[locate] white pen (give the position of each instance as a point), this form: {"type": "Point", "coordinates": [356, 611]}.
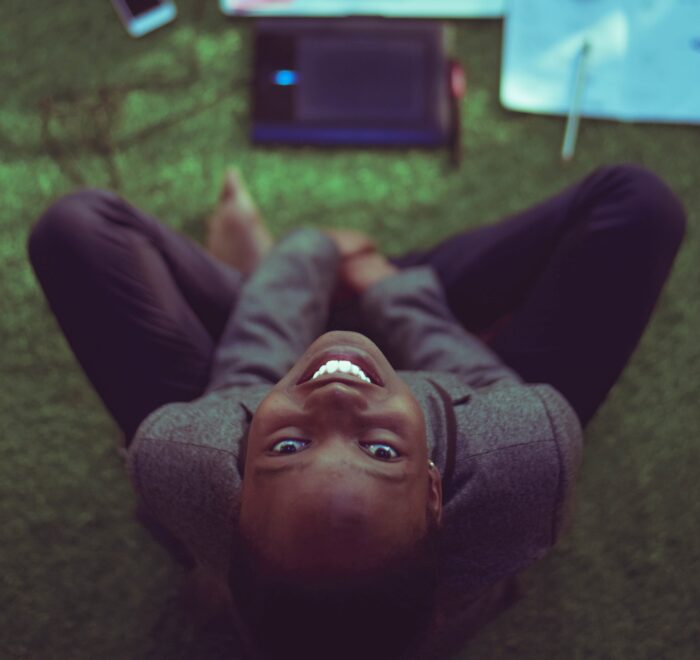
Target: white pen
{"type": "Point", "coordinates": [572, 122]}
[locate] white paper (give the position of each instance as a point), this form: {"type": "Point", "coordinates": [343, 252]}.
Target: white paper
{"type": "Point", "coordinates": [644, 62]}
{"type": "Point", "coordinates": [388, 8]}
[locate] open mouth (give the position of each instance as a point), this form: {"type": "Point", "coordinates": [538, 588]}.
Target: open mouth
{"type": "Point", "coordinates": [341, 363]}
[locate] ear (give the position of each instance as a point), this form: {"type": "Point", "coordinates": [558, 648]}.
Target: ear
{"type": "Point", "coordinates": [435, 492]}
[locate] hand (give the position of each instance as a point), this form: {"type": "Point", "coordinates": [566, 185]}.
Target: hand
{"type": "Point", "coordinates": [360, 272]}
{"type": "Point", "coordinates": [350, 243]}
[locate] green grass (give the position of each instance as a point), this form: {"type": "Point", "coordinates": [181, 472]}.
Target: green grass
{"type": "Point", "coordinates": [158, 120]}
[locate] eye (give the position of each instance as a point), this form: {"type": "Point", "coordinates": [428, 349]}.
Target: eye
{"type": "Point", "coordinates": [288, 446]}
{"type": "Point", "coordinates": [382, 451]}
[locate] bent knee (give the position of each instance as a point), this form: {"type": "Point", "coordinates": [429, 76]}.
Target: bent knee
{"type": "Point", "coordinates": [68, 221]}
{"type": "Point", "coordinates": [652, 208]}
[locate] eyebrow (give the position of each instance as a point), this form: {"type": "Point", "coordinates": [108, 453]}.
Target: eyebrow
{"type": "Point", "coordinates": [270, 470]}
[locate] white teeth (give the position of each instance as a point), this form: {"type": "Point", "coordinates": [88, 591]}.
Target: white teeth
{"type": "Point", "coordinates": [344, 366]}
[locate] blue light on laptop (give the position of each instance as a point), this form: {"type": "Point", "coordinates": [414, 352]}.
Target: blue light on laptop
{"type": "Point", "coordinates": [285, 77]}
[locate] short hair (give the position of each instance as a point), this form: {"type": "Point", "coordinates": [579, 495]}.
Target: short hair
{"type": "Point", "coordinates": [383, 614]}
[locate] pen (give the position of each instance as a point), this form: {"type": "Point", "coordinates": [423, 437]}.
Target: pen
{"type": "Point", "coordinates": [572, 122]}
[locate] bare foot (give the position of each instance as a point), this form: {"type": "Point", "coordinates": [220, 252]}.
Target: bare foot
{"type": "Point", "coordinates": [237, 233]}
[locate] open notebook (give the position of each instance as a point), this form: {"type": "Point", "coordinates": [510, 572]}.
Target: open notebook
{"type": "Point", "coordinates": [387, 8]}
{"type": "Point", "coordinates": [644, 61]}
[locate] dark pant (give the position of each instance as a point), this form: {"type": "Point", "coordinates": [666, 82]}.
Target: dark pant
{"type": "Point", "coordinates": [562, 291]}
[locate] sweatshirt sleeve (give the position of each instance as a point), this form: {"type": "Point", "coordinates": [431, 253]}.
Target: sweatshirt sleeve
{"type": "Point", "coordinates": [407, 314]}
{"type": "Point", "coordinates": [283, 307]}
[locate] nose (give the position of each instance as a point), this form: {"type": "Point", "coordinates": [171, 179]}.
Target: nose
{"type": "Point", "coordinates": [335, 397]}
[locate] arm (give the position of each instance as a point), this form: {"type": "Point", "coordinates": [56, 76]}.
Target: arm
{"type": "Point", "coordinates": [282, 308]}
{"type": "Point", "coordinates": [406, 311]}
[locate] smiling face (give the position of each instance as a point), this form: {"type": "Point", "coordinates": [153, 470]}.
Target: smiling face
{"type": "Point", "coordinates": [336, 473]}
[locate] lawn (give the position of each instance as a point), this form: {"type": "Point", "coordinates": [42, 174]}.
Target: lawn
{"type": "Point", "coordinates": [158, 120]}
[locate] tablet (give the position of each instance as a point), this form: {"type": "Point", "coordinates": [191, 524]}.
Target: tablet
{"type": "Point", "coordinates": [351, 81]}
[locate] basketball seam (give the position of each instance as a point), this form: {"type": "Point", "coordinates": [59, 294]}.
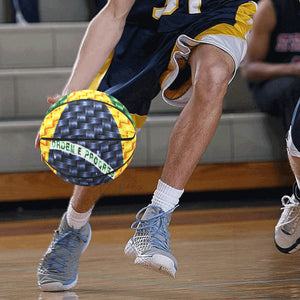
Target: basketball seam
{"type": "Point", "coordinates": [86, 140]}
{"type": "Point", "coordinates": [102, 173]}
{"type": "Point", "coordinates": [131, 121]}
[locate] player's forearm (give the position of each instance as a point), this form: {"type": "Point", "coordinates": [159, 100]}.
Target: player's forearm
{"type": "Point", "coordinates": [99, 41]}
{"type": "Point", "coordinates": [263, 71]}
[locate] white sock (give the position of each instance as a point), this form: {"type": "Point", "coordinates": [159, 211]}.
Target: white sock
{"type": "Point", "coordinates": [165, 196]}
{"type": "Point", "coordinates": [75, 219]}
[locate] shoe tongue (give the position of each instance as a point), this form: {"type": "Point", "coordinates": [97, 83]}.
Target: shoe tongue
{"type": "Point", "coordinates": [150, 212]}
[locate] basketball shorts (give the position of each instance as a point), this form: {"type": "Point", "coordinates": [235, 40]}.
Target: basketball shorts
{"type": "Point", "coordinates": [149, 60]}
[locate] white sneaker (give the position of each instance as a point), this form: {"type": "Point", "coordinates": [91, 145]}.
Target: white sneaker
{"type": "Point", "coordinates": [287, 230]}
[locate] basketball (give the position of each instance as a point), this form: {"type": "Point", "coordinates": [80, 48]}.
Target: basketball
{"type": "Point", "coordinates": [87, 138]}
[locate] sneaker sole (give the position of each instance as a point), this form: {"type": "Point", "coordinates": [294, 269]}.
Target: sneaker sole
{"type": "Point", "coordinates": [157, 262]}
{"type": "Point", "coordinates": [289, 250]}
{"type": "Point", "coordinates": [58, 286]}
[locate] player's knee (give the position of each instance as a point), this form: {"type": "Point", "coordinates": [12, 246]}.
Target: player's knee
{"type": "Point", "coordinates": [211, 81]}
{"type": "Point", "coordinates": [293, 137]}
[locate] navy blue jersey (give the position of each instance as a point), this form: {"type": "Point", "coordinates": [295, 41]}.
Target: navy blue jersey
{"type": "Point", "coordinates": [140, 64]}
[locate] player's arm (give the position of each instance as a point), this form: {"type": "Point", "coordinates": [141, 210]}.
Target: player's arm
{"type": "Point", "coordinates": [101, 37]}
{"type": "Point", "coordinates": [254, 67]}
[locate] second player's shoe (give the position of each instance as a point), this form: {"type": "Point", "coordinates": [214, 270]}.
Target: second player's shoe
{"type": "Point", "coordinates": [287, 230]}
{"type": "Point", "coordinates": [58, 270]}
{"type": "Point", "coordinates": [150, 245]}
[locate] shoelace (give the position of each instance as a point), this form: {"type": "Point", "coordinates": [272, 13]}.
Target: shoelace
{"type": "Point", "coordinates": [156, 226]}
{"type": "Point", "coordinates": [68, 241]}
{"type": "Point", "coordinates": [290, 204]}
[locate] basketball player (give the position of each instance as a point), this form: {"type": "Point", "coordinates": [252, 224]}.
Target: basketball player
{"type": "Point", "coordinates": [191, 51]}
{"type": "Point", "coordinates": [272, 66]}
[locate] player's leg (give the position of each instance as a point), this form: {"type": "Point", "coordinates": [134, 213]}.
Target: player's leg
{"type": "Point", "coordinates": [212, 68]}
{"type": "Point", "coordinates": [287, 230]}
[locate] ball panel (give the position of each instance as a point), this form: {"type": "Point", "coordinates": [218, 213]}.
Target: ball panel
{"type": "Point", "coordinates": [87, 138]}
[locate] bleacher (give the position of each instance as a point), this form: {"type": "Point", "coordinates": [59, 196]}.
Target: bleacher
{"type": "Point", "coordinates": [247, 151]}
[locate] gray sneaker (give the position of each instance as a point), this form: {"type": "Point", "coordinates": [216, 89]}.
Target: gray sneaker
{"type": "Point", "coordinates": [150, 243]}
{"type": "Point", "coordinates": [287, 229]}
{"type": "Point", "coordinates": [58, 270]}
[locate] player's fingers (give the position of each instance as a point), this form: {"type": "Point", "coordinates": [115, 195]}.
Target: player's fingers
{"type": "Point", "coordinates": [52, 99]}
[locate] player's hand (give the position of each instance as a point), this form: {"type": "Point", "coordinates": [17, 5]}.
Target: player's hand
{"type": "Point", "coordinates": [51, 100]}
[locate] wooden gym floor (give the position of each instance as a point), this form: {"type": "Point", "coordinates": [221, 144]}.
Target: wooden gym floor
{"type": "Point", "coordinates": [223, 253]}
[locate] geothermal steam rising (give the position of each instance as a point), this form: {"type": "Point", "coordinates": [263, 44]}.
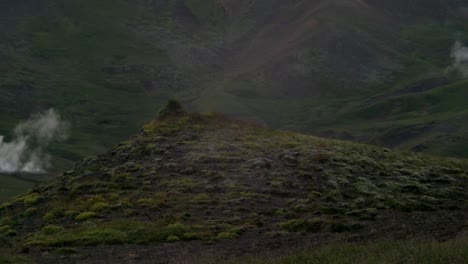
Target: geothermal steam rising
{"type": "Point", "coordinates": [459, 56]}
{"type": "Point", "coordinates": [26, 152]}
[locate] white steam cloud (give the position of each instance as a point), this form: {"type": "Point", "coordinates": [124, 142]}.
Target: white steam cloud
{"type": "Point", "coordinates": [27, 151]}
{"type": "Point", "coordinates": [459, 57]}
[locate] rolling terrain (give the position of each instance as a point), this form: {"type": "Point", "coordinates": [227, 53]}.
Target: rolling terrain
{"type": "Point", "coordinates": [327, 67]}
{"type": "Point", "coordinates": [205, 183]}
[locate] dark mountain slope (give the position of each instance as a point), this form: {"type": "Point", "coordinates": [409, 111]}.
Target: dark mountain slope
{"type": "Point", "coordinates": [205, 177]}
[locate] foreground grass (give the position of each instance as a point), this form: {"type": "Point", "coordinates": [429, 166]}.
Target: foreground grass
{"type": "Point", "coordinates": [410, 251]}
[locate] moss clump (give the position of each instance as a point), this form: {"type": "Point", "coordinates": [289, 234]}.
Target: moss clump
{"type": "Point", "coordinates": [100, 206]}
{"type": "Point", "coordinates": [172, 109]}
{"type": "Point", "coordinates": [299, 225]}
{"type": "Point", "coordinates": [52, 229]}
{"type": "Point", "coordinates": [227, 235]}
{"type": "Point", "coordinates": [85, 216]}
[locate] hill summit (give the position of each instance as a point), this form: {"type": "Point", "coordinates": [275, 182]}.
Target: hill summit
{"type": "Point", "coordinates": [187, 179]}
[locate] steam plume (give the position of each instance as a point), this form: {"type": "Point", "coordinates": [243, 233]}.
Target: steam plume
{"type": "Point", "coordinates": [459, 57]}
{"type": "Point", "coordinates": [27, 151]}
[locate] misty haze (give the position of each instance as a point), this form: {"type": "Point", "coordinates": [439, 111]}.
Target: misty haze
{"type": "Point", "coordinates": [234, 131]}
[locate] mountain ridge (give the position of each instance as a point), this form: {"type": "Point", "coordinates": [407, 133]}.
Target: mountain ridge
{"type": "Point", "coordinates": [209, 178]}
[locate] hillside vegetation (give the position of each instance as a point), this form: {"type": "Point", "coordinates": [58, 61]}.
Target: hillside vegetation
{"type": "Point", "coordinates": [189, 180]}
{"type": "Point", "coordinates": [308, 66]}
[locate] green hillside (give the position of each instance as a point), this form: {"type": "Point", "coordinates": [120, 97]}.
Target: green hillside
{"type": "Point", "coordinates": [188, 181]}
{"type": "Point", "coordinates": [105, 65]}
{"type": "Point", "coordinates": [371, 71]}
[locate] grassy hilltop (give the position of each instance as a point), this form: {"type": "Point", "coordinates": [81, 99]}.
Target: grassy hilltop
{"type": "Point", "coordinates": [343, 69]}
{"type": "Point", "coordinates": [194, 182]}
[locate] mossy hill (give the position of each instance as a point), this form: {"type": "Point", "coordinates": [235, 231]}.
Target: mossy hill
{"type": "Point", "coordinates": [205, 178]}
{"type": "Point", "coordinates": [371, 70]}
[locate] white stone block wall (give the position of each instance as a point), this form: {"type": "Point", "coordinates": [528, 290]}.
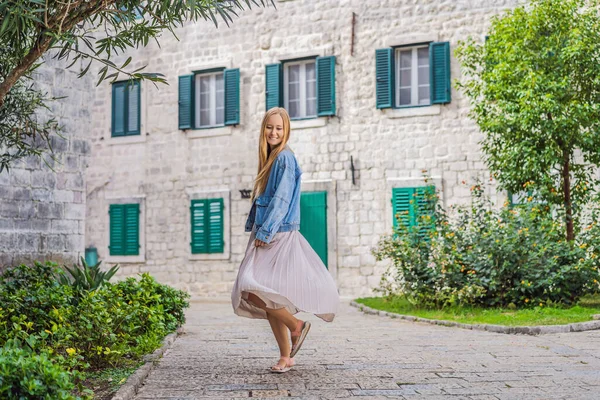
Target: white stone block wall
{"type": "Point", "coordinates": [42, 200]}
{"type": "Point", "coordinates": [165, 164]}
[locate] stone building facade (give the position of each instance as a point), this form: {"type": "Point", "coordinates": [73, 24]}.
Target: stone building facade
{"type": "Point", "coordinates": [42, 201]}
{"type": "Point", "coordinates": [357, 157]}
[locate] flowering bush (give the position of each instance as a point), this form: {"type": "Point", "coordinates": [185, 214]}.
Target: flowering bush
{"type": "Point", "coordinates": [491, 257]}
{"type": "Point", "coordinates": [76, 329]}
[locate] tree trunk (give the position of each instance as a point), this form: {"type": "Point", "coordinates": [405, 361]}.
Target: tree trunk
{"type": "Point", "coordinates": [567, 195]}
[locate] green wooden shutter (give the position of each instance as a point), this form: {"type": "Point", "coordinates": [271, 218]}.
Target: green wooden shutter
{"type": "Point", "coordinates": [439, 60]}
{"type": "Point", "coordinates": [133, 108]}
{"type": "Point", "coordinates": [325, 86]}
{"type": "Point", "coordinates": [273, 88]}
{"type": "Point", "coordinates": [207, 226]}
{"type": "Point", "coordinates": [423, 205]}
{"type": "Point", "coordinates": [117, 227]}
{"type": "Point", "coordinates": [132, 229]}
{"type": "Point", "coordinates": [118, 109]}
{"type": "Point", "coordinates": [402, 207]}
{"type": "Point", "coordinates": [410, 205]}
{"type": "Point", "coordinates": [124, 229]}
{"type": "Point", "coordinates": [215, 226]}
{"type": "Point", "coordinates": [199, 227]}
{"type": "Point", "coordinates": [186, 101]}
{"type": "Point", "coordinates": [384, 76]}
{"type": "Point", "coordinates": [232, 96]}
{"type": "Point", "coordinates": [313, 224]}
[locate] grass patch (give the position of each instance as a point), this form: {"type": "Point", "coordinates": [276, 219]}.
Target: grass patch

#####

Task prompt - Each line above with the string "patch" in it should be located and copied.

Output -
[locate] grass patch (give the position of each instance as a point), this form: {"type": "Point", "coordinates": [276, 219]}.
Target: grass patch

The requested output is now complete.